→ **Problems and tasks**:
#1 Copy the UNetConvNextV2 reference from "Bases: Module" to "3 for volumes.", substituting "feature maps" for "channels".
#2 Answer these from the UNetConvNextV2 reference:
(a) What is the default value of blocks_per_stage?
(b) What does an n_spatial_dims value of 3 stand for?
(c) How is the spatial_resolution parameter described?

→ **Source passage**:
UNetConvNextV2#

class UNetConvNextV2(
dim_in,
dim_out,
n_spatial_dims,
spatial_resolution=None,
stages=4,
blocks_per_stage=1,
blocks_at_neck=1,
init_features=32,
gradient_checkpointing=False,
)#

Bases: Module

UNet-ConvNeXt with corrected skip connections.

Fixes the upstream bug where skips[0] (finest-resolution encoder features) is never consumed. The decoder loop is identical to the original — first stage upsamples without a skip, stages 1..N-1 consume skips[-1], ..., skips[-(N-1)] — but after all decoder stages we concatenate skips[0] (full-resolution) and project before out_proj.

Parameters:
  • dim_in (int) – Number of input channels.

  • dim_out (int) – Number of output channels.

  • n_spatial_dims (int) – 2 for images, 3 for volumes.

  • spatial_resolution (tuple[int, ...] | None) – Unused, kept for API compatibility.

  • stages (int) – Number of encoder/decoder stages (default 4).

  • blocks_per_stage (int) – ConvNeXt blocks per stage (default 1).

  • blocks_at_neck (int) – ConvNeXt blocks at bottleneck (default 1).

  • init_features (int) – Feature map width at the first stage (default 32).

  • gradient_checkpointing (bool) – Use activation checkpointing to save memory.

__init__(
dim_in,
dim_out,
n_spatial_dims,
spatial_resolution=None,
stages=4,
blocks_per_stage=1,
blocks_at_neck=1,
init_features=32,
gradient_checkpointing=False,
)#

Build encoder-decoder with corrected skip wiring.

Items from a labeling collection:
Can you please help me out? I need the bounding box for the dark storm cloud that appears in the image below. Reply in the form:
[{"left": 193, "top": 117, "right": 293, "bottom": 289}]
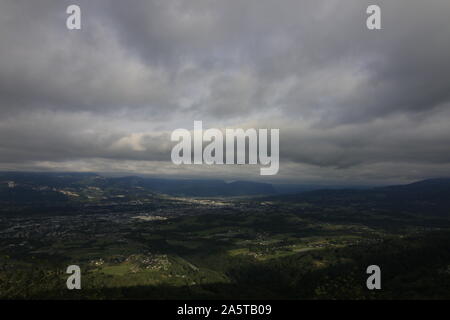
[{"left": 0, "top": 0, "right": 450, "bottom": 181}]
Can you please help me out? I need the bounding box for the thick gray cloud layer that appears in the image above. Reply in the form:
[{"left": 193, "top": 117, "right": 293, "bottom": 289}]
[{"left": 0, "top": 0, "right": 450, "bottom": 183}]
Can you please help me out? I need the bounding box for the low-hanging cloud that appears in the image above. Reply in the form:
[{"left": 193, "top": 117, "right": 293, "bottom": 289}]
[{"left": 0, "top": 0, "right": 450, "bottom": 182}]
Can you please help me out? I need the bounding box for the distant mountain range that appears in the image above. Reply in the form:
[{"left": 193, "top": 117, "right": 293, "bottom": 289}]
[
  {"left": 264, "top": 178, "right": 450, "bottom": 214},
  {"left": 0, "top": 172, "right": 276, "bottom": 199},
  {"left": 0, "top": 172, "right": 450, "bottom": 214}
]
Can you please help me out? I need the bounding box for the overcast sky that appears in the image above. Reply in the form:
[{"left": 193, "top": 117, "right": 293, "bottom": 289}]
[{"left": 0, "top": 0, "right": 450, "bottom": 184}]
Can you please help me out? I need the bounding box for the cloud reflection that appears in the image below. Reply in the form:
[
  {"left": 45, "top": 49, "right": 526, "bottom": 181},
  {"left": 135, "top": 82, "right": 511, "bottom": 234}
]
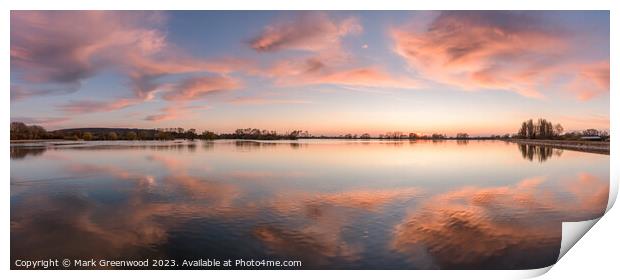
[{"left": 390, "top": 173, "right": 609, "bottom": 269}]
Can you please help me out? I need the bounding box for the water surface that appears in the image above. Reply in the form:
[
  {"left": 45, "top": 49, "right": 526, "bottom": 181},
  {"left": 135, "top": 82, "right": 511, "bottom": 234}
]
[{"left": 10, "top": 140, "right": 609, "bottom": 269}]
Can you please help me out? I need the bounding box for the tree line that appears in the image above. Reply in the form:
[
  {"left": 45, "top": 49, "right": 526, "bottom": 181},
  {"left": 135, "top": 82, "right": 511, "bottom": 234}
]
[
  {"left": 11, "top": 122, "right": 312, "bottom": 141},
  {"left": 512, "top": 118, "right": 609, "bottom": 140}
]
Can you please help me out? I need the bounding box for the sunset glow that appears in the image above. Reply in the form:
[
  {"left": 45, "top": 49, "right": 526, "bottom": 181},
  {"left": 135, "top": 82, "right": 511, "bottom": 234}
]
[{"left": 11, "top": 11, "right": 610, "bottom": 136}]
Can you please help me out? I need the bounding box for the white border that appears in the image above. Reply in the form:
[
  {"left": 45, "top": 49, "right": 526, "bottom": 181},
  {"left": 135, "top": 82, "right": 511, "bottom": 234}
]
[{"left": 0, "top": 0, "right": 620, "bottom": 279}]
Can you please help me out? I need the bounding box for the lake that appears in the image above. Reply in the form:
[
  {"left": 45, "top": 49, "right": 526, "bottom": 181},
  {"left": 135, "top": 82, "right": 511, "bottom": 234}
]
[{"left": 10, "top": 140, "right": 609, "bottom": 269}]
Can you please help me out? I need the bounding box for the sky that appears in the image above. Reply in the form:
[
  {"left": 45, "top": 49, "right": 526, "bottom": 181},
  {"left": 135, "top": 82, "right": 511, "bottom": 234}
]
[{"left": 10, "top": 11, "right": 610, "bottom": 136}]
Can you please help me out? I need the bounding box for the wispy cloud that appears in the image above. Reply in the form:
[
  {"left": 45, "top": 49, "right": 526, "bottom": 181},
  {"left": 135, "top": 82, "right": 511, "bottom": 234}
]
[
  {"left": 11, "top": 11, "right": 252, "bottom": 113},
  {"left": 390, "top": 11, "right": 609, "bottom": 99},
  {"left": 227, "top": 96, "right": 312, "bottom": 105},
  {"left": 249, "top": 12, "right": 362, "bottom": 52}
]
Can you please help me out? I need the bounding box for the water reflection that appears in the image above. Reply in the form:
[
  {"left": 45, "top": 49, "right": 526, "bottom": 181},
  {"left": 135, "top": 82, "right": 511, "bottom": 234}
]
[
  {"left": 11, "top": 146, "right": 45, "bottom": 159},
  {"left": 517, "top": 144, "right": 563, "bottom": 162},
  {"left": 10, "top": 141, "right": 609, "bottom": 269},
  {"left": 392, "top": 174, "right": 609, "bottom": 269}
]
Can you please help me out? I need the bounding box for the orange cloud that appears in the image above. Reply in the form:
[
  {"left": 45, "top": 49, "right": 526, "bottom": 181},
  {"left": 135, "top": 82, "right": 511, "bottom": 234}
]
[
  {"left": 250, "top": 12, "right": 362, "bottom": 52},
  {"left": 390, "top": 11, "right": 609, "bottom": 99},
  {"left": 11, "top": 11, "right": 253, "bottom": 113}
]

→ **Responses in order**:
#1
Bases: Module

UNet-ConvNeXt with corrected skip connections.

Fixes the upstream bug where skips[0] (finest-resolution encoder features) is never consumed. The decoder loop is identical to the original — first stage upsamples without a skip, stages 1..N-1 consume skips[-1], ..., skips[-(N-1)] — but after all decoder stages we concatenate skips[0] (full-resolution) and project before out_proj.

Parameters:
  • dim_in (int) – Number of input feature maps.

  • dim_out (int) – Number of output feature maps.

  • n_spatial_dims (int) – 2 for images, 3 for volumes.

#2
(a) 1
(b) Volumes
(c) Unused, kept for API compatibility